- ABOUT THIS EXERCISE
Please decide whether each statement below agrees with the article on the Lariat procedure, and answer yes or no with the deciding words of the article quoted exactly.
1. The physicians perform the procedure with the patient under general anesthesia.
2. The LAA serves an important purpose in the heart.
3. About ten million U.S. adults have been diagnosed with AFib.

Spectrum Health Uses Minimally Invasive Approach To Avoid Stroke In Some Atrial Fibrillation Patients
Cardiologists at Spectrum Health’s Fred and Lena Meijer Heart Center were the first in West Michigan to perform a minimally invasive procedure to tie off a left atrial appendage (LAA), which can be a source of blood clots leading to stroke in patients with atrial fibrillation (AFib).
Approximately six million U.S. adults have been diagnosed with AFib, which is an arrhythmia or irregular heartbeat. One-quarter of all strokes in the elderly are attributed to AFib but there is now a new option for stroke prevention in the area.
AFib is the most common cardiac arrhythmia, characterized by rapid and irregular heartbeat, chest discomfort and shortness of breath. It is also known to be associated with an increased risk of stroke with the LAA being the main source of those strokes.
“This procedure is a safe alternative for AFib patients at high risk for stroke who can’t be on blood thinners due to a history of bleeds or a high fall risk,” said Spectrum Health electrophysiologist Bohuslav Finta, MD. Finta performed Spectrum Health’s first Lariat procedure with interventional cardiologist H. Paul Singh, M.D., who is a partner in the West Michigan Cardiology practice.
“The LAA is a blind sack that extends from one of the top chambers of the heart,” said Finta. “It serves no real purpose but can form clots in people with arrhythmias.”
In AFib, the LAA can stop contracting and the stationary blood inside can turn into a clot. If pieces of the clot break off, they can be pumped to the brain and cause a blockage of the blood vessels resulting in a stroke.
This procedure, using the LARIAT® Suture Delivery Device, works as a lasso that goes around the LAA and stops the flow of blood to that area where blood clots form, explained Finta. With the patient under general anesthesia, the physicians guide two catheters into the patient’s heart to tie off and seal the LAA with a pre-tied suture loop.

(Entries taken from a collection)
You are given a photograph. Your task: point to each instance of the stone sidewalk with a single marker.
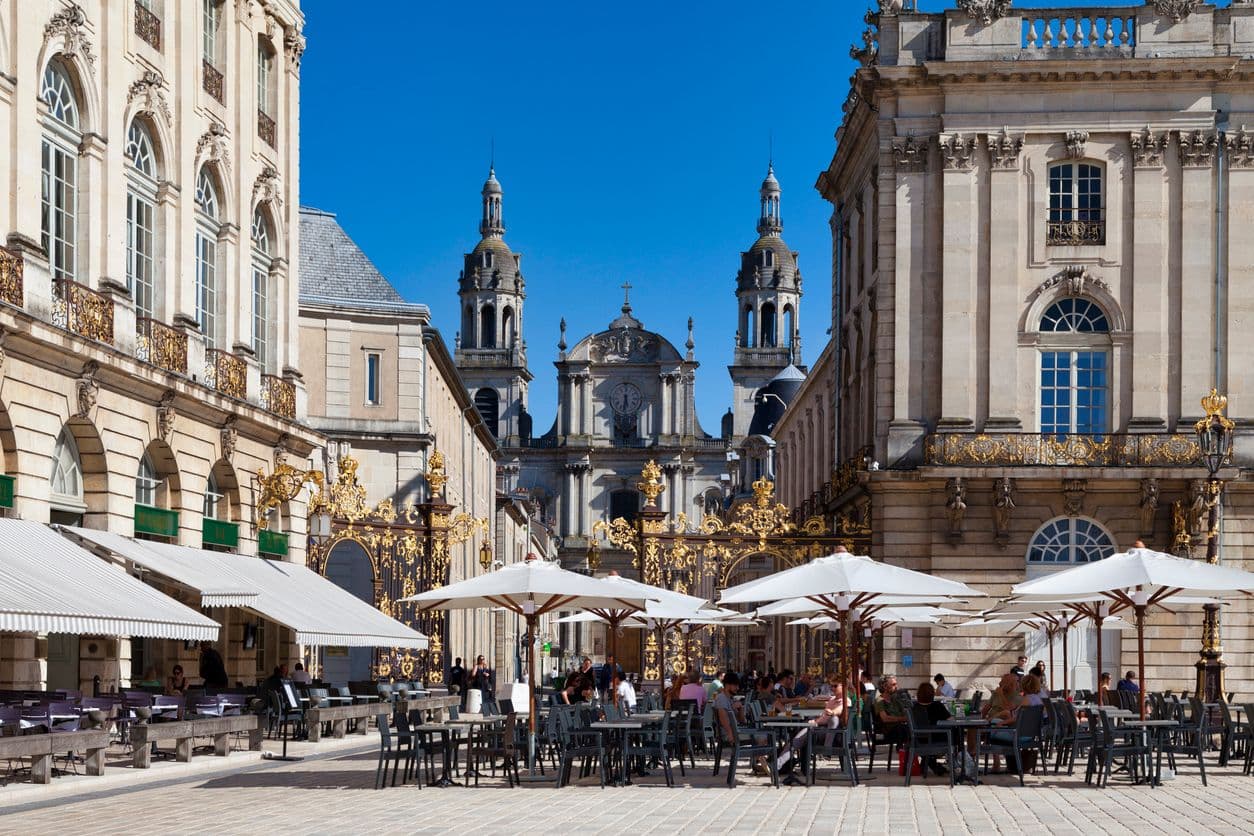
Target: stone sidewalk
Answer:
(332, 794)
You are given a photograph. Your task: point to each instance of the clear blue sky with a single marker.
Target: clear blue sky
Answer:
(631, 141)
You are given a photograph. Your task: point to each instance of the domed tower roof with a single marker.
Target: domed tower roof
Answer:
(774, 399)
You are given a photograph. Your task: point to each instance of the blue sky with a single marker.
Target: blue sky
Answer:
(631, 141)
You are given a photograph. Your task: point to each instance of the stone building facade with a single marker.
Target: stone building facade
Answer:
(1040, 270)
(149, 357)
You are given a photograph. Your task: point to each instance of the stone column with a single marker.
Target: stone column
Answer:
(1003, 292)
(1196, 268)
(1150, 297)
(959, 272)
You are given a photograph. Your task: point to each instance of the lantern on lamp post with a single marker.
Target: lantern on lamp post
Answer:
(1215, 441)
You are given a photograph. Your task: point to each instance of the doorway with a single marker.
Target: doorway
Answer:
(349, 568)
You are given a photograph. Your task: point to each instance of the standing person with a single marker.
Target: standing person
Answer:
(213, 671)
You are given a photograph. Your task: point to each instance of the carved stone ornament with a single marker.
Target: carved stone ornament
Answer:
(1176, 9)
(267, 188)
(228, 436)
(1074, 496)
(1003, 149)
(1240, 148)
(166, 415)
(1003, 508)
(69, 24)
(957, 151)
(1198, 148)
(294, 41)
(147, 92)
(956, 506)
(215, 146)
(1149, 504)
(1148, 148)
(626, 345)
(1076, 141)
(911, 154)
(87, 390)
(986, 11)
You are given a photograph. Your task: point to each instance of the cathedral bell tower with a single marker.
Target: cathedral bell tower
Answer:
(769, 305)
(490, 351)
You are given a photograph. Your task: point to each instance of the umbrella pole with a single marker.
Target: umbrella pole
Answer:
(1140, 654)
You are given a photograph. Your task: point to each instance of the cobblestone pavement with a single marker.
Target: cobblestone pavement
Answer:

- TASK ANSWER
1. Yes: "With the patient under general anesthesia, the physicians guide two catheters into the patient’s heart"
2. No: "It serves no real purpose but can form clots in people with arrhythmias."
3. No: "Approximately six million U.S. adults have been diagnosed with AFib"